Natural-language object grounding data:
--- --- ---

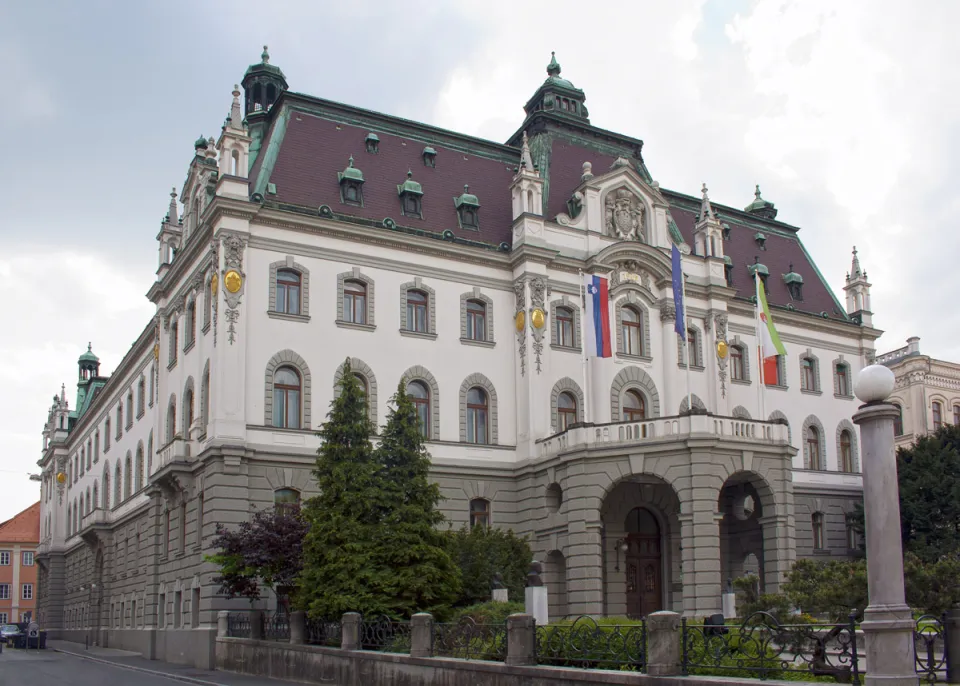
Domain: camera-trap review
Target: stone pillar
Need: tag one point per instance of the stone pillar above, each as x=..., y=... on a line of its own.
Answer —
x=298, y=627
x=350, y=631
x=421, y=635
x=887, y=622
x=223, y=623
x=663, y=644
x=256, y=624
x=521, y=640
x=953, y=645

--- --- ---

* **Aim of the task**
Each line of the data that has the string "pillar" should be returned.

* **Output below**
Target: stone pillar
Need: tag one point per instance of the stone pillar above, each as x=..., y=... on a line of its own.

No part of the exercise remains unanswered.